* [Dataset records]
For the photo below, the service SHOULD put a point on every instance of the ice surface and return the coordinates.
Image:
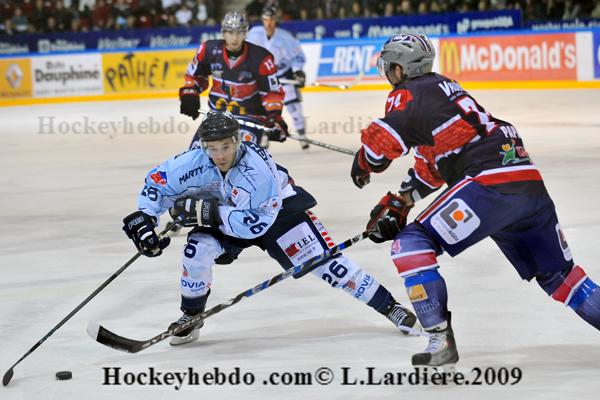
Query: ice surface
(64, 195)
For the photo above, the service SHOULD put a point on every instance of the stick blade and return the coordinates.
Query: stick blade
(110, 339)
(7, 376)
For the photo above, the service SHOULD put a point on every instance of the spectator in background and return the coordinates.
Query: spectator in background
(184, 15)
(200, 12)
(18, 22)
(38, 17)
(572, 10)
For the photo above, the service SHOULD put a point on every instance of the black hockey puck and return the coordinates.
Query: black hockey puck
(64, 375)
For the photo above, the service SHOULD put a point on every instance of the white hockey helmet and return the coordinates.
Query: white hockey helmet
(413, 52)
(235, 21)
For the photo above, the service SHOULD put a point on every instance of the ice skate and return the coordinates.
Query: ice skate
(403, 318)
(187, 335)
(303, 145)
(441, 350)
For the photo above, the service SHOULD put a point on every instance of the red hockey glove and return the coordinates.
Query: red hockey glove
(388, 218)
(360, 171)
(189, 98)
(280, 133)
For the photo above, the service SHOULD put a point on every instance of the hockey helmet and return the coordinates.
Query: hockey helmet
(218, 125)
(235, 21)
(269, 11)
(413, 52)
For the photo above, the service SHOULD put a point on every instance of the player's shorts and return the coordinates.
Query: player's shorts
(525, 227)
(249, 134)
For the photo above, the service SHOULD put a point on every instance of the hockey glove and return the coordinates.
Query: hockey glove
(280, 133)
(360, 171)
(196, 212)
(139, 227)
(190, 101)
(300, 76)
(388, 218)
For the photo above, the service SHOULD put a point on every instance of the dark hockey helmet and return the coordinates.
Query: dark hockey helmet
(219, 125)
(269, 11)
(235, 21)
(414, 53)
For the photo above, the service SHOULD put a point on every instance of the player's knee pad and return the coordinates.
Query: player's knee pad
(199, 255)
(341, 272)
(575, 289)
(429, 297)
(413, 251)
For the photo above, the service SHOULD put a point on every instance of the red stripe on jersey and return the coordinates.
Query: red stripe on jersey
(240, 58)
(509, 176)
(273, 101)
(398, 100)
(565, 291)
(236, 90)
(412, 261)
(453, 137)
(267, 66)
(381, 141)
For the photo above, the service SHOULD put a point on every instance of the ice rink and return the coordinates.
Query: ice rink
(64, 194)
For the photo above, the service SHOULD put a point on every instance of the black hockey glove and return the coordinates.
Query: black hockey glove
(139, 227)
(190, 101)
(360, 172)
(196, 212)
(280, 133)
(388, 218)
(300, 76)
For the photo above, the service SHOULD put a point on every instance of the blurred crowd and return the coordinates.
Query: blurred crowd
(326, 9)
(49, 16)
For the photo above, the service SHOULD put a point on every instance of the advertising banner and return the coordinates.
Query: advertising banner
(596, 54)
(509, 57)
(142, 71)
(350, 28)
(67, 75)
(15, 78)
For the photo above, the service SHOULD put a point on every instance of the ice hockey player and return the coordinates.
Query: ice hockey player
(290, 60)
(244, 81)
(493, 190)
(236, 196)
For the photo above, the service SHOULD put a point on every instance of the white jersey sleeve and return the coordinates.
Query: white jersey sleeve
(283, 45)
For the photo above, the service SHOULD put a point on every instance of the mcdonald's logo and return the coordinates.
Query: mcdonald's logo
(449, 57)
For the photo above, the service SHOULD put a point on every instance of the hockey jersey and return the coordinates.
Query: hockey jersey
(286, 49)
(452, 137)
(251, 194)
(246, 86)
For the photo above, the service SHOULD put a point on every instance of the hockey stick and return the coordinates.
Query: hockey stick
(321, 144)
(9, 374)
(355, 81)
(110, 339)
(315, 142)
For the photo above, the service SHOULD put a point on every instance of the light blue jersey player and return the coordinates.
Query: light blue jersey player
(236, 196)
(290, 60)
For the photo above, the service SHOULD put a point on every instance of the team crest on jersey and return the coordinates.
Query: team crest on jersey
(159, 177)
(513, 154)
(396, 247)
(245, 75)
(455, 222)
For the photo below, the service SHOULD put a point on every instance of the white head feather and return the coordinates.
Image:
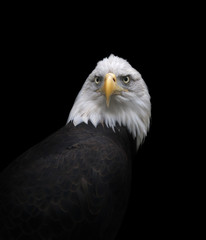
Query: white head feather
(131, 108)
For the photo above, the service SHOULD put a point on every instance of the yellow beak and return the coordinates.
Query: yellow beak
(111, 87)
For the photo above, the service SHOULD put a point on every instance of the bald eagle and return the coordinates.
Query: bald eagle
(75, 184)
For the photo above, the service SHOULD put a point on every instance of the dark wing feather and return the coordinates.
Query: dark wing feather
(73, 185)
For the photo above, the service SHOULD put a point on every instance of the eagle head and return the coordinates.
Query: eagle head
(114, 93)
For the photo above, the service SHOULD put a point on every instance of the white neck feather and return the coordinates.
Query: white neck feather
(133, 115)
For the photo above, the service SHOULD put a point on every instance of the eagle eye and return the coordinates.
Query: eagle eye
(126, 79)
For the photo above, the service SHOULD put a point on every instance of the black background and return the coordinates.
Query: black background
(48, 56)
...
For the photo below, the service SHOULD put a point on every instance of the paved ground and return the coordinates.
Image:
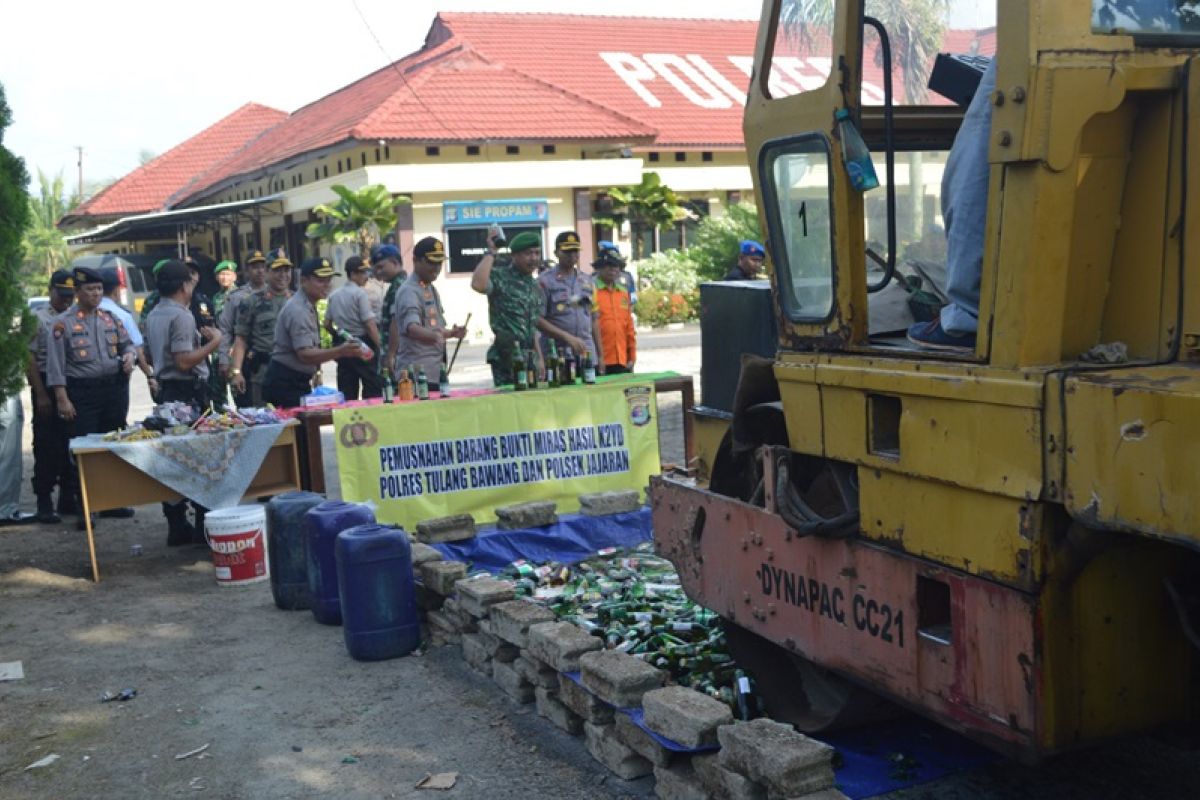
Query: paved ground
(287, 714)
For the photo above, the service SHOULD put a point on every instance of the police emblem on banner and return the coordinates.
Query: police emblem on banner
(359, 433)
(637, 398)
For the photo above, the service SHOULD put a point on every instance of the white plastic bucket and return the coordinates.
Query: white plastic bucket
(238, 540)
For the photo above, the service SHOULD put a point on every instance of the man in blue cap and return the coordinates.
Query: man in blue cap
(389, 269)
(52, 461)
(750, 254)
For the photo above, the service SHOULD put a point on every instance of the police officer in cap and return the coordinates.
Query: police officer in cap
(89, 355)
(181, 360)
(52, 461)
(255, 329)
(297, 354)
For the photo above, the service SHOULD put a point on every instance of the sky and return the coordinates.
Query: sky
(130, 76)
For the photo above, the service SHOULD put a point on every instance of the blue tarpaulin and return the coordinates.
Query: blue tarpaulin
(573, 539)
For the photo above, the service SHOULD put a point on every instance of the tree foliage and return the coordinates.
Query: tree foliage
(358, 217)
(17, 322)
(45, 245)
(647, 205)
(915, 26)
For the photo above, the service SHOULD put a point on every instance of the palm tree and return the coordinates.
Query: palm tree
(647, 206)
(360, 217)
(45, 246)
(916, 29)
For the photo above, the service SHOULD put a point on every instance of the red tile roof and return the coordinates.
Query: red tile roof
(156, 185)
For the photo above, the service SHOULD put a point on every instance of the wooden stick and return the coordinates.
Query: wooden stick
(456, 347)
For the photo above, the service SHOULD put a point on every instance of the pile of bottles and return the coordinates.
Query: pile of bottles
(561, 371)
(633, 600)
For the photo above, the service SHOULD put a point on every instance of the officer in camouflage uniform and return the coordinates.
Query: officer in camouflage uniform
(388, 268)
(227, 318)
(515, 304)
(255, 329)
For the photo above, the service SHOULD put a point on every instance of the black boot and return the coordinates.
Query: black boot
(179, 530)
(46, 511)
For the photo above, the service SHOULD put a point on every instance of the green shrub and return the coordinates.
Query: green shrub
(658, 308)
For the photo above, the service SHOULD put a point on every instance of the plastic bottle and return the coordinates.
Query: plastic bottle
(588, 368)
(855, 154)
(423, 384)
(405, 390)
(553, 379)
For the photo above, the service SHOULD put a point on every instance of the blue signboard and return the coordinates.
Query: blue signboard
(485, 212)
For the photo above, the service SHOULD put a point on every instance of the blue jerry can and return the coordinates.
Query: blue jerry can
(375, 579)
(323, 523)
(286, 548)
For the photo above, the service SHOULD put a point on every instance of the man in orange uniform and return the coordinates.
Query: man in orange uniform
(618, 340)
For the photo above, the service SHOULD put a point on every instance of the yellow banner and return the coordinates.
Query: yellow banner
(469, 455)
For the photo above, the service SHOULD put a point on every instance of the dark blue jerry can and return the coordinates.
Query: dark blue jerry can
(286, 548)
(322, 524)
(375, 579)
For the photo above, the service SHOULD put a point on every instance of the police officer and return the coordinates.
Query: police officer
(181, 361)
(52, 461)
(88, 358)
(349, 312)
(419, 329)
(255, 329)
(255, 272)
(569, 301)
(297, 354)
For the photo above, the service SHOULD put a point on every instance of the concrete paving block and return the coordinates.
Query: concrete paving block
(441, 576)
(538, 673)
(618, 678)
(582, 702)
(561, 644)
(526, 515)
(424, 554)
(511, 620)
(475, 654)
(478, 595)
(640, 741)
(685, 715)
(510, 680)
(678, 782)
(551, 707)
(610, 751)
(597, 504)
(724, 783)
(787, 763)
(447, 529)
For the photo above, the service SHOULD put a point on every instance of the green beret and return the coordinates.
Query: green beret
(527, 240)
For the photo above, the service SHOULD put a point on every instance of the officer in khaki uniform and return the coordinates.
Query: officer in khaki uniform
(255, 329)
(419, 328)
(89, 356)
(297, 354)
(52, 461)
* * *
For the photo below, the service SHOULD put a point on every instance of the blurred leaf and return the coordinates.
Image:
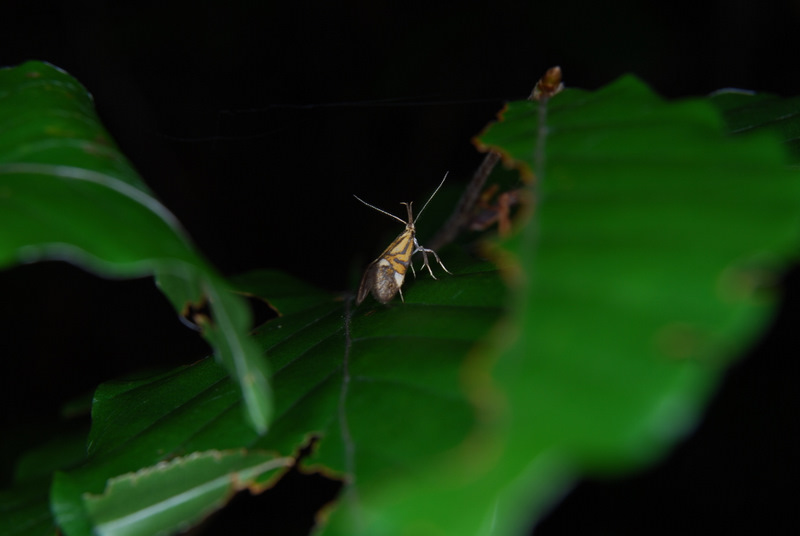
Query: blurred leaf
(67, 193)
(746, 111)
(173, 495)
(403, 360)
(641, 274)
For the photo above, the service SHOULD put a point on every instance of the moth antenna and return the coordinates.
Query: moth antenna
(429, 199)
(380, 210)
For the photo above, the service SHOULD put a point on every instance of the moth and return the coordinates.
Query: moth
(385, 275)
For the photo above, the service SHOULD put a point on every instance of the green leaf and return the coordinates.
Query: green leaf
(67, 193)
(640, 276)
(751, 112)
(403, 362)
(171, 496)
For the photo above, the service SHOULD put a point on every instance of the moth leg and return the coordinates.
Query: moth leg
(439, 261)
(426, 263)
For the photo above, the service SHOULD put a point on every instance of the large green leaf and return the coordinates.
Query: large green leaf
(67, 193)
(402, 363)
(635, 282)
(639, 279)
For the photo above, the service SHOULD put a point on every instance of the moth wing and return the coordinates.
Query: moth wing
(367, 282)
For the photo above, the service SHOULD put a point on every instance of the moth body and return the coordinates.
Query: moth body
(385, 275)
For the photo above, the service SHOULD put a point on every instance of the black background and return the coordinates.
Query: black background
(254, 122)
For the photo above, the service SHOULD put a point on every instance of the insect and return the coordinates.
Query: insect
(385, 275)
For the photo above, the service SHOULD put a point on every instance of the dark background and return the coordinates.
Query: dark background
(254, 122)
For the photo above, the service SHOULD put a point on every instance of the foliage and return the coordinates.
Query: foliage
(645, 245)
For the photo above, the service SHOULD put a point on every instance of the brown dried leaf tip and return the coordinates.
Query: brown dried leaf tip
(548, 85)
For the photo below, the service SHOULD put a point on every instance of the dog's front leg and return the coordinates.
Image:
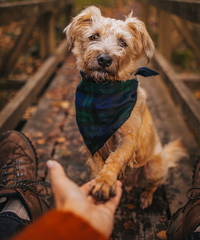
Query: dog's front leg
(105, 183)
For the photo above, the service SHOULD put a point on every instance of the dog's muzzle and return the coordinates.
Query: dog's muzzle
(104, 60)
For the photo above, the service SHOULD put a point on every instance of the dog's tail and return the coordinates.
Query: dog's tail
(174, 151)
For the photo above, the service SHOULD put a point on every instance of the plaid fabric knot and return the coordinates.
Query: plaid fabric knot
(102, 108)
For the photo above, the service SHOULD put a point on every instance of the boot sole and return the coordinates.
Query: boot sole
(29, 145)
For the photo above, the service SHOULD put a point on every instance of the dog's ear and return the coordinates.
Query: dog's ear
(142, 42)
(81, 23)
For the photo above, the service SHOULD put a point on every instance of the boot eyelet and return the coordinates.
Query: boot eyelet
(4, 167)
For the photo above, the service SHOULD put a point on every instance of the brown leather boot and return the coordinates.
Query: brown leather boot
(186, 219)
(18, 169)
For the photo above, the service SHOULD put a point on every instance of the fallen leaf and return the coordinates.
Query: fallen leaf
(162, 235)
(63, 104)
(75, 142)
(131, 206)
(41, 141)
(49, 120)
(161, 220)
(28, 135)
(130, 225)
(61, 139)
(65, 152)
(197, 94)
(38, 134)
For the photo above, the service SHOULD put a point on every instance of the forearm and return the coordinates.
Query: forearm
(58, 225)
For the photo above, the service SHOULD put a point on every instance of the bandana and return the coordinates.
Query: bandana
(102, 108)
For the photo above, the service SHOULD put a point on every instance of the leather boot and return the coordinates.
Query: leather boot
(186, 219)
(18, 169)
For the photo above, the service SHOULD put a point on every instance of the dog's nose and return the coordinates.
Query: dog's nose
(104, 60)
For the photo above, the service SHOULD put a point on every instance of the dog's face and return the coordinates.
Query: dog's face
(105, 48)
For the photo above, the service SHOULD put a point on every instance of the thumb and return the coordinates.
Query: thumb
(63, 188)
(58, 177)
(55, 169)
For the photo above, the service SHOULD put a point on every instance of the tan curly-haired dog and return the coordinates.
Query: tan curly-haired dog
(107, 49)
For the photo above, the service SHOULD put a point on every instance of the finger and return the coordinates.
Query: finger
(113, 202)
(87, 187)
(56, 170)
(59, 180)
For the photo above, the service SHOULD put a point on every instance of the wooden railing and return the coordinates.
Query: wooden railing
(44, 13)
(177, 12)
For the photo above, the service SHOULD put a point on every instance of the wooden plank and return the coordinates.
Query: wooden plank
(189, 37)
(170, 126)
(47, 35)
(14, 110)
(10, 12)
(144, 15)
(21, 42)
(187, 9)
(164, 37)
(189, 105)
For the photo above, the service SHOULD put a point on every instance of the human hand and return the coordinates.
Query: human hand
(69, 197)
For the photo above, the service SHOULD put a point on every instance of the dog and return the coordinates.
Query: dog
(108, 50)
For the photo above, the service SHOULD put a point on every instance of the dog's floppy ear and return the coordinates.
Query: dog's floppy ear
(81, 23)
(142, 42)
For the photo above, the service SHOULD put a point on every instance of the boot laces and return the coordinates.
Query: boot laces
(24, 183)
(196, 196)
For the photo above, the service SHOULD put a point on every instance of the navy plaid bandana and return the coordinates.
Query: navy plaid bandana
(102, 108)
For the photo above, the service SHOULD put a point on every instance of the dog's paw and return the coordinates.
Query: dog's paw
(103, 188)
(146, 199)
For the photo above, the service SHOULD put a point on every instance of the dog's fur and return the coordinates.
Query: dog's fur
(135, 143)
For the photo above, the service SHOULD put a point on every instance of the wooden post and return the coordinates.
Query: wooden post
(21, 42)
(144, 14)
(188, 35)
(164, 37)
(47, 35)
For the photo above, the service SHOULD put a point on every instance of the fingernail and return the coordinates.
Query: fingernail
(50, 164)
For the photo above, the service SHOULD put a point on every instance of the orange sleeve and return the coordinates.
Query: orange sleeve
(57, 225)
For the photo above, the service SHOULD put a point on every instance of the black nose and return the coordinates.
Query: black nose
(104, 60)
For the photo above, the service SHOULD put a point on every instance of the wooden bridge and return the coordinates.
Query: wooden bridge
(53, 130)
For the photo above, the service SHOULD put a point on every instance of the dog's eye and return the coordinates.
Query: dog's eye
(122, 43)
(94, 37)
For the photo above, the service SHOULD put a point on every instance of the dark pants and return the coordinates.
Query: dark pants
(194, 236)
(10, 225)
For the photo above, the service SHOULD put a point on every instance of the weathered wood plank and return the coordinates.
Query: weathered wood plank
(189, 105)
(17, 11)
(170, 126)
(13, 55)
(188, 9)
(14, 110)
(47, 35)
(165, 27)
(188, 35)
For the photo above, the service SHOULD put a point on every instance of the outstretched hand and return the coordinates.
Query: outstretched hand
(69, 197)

* [The problem] Please count how many lines in the entries above contain the word "paved", and reply with that number alone.

* [Solution to the problem] 2